_Exercise tasks_
A: Answer these questions from the lecture text on data integration:
(i) Which statistical software solution does the lecture text call the most used?
(ii) What kind of schema does the lecture text say the data warehouse has?
(iii) Which two strategies does the lecture text say one can differentiate between?
B: Reproduce word for word the portion of the lecture text on data integration that begins with the words "And for this" and ends after the words "to resolve them.".

_Provided text_
-- Opening Marker --

And when you are a car dealer and you sell both Volkswagens and Porsches, and you suddenly see that you basically sell three Volkswagens a month and ten Porsches, then either you have rich clients and you live in Beverly Hills,
or something is wrong with your data warehouse, right? So distribution is a nice mirror to look into to see what happens with your data. Of course, there are much more distributions. You can investigate and fit over your data and
see which fits actually to your data, Pareto, Poisson, S distribution, and so on. There are also statistical software solutions. The most used is the SPSS. This is not an open source solution. I'm usually mentioning throughout our detours what is open source and
what's not maybe if you want to try at home. So you have the possibility to, for example, can be used freely for something like this. Okay, we've spoken then about the data cleaning part of the data transformation.
We will start with the second part of data transformation, respectively the integration. The integration comes from the fact that in the operational environment we have different tables, different sources. But the target source is a data warehouse which has a different schema.
It has either a star or a snowflake schema or a derived schema from these two, for example. And in such cases, I then need to integrate the data I have from the operational environment. During the process, I need to resolve all the differences
between the perspectives of the data I have in the operational environment. I also have to be careful not to keep any redundancy.
Let's take a closer look at the integration of schemas. So this process involves actually four steps. The pre-integration analysis, where an analysis is performed in order to see what are the schemas to be integrated.
The schemas to be integrated are then compared, are made conform with each other so that I can use data from two sources which actually is the same data. For example, the sales of products from America with the sales of products from Europe are sales for me in the data warehouse.
However, the schemas might be different. For example, the price might be called cost in one of the tables as the attribute name. Such things need to be understood, resolved, seen as conflicts, seen as the same schema, made conform, merged,
restructured in a unifying schema, and then can be loaded in the data warehouse. Of course, the integration process is also a continuous process which needs refinement
because when a modification to a schema for one of my sources is performed, then this merging process has to adapt so that I can get the data from the new schema style.
And for this reason, this has to be performed on a continuous basis. Okay, so we've said that we start with the pre-integration analysis. Through this analysis, we identify schemas with conflicts.
So two schemas which hold the same type of data, which should be brought together. We identify conflicts, like for example, cost versus price, through comparisons of schemas. We build a list of conflicts, and then we try to resolve them.
We'll see this will be also manual work. We then try to conform the schemas in a unifying one. We modify the schemas, integrate them, and then merge and restructure the data into the end integrated schema.
So this is how the whole process looks like. The pre-integration analysis has to choose a certain strategy. For example, it is often the case that the number
Of tables in my sources is large, that I need to perform a pre-modularization step at first. So for example, I have to perform an analysis and see what belongs together, what should I look closer. So I am performing a modularization when the choice is too large for me,
and then I'm going to take a closer look. Of course, you can't integrate everything. The operational data system comprises a lot of tables usually,
and you are not going to integrate everything into the data warehouse. It's also not desirable to do something like this. As I've said, the ETL process is also limited in time. But there are different strategies according to how you can modularize and
how many tables you have to integrate. And one can differentiate between two strategies, the binary approach and the n-ary approach. With the binary approach, one starts with two tables, integrates them sequentially, adds another one,
performs the next integration step. So it will be something like this, the second step, the third step, and so on. Until I have all my cells from all my sources. Another solution is balanced integration where
I choose to split the process to two or more. Integrating sub-processes, I perform an integration here, another integration here, then another one here, and so on. And the big bang integration, it can be difficult,
but if you have a few tables to integrate and a few sources, then big bang integration is also a valid approach. And then heterogeneous solution where you can have it all. You can have also the binary approach, you can have also some smaller big bangs
with three or more, and so on. This all depends on how the operational system looks like. The conflicts we were speaking about can happen at different levels. One of them is the table-to-table conflict.

-- Closing Marker --

_Provided information_
-- Opening Marker --

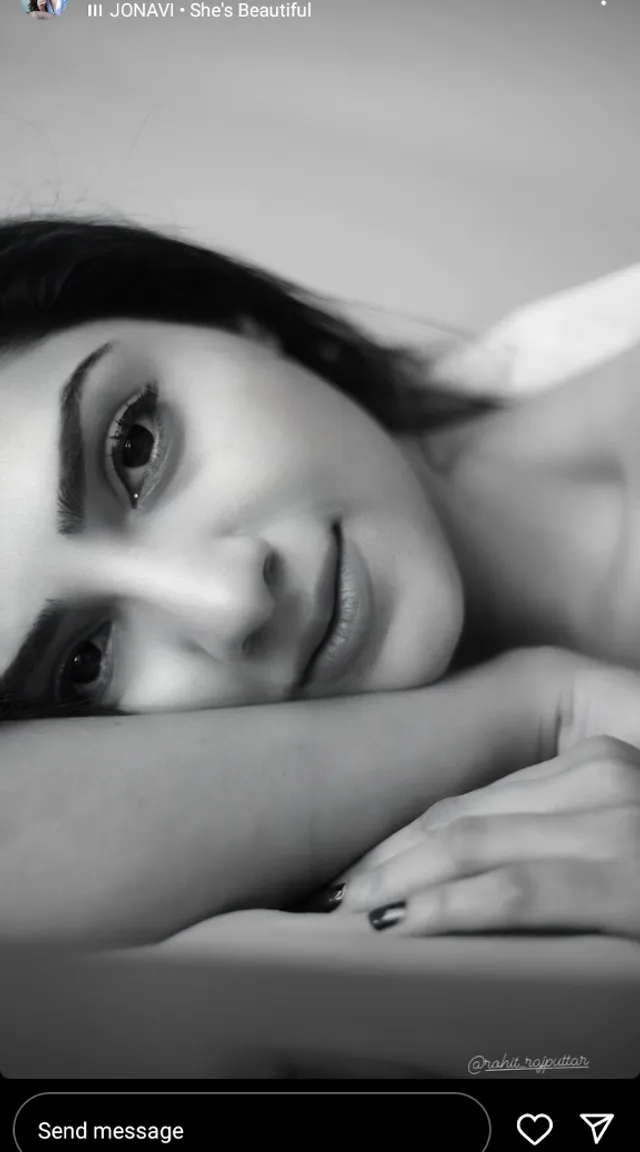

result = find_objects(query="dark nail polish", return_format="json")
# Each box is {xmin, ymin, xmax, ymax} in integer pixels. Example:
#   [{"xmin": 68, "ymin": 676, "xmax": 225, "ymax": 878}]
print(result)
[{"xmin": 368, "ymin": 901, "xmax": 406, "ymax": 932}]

-- Closing Marker --

_Solution set_
A:
(i) SPSS, which is not an open source solution.
(ii) A star or a snowflake schema, or a schema derived from these two.
(iii) The binary approach and the n-ary approach.

B:
And for this reason, this has to be performed on a continuous basis. Okay, so we've said that we start with the pre-integration analysis. Through this analysis, we identify schemas with conflicts.
So two schemas which hold the same type of data, which should be brought together. We identify conflicts, like for example, cost versus price, through comparisons of schemas. We build a list of conflicts, and then we try to resolve them.